### What you are asked to do
Rewrite the lines from the first one to the line with "50L116 49L117 72L120", changing "rough mask" to "coarse mask" and keeping everything else the same. Leave out the pictures.

..............................

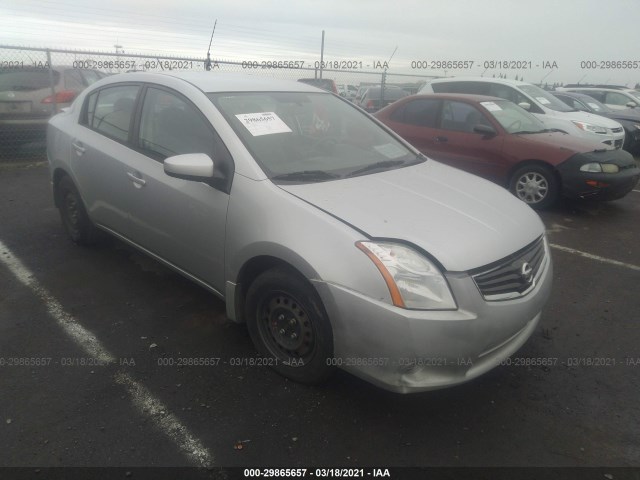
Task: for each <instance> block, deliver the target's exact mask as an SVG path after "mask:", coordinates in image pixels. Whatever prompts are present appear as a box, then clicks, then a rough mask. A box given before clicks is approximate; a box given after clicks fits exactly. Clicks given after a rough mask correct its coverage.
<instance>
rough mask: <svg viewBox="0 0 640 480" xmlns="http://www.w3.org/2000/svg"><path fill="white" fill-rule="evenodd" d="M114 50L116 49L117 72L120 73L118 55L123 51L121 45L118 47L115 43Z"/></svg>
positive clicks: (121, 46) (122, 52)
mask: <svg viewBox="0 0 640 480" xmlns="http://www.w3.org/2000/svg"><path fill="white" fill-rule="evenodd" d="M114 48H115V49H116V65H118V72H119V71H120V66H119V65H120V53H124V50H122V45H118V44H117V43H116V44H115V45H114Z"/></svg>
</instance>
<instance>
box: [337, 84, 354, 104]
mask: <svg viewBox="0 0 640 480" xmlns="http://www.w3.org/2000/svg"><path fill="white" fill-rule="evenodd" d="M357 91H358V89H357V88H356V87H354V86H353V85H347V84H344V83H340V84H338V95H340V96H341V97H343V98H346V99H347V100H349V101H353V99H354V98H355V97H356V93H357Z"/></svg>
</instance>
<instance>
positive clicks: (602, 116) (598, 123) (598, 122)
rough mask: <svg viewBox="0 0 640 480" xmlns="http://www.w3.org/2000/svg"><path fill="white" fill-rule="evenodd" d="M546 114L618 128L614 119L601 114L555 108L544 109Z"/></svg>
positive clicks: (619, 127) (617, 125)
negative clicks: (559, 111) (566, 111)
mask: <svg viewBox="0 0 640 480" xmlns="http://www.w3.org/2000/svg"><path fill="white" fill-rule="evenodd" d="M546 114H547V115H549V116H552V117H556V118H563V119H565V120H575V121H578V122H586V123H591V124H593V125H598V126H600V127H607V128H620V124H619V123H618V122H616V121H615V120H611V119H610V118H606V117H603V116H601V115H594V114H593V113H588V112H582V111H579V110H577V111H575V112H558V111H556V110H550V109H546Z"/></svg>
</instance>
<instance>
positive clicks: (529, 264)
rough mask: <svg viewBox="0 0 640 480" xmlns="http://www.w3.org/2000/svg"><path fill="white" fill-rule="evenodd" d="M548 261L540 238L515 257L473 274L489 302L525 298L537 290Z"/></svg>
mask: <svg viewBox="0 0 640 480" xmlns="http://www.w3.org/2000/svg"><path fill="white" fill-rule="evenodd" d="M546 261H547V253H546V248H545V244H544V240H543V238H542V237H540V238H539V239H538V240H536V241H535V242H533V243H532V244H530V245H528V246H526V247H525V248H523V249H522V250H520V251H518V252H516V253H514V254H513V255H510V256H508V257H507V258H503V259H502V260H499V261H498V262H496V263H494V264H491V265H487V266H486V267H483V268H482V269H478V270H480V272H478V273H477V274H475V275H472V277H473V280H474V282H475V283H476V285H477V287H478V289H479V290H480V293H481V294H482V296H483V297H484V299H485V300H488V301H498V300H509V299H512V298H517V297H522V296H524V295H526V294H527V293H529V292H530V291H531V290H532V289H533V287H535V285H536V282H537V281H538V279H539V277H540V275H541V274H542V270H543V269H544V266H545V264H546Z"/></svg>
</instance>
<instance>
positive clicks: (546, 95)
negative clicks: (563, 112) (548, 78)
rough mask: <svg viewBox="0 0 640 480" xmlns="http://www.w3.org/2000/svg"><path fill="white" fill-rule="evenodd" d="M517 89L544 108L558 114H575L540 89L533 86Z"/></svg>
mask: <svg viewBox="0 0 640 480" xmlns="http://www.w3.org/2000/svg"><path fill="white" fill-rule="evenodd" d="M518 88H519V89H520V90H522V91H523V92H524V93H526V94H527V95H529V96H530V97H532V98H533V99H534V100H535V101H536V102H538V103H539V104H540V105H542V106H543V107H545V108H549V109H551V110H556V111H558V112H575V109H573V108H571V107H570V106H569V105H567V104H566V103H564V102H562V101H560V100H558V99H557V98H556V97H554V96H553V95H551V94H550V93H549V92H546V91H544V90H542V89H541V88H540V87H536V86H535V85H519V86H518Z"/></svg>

..............................

### Exercise result
Task: for each <instance> block, deliver the target's exact mask as an SVG path after "mask:", coordinates in image pixels. Whatever prompts are present appear as a box, then clicks, then a coarse mask. A box given before clicks is approximate; a box given after clicks fits exactly. Clicks given after a coarse mask correct its coverage.
<instance>
coarse mask: <svg viewBox="0 0 640 480" xmlns="http://www.w3.org/2000/svg"><path fill="white" fill-rule="evenodd" d="M114 50L116 49L117 72L120 73L118 55L123 51L121 45L118 47L115 43Z"/></svg>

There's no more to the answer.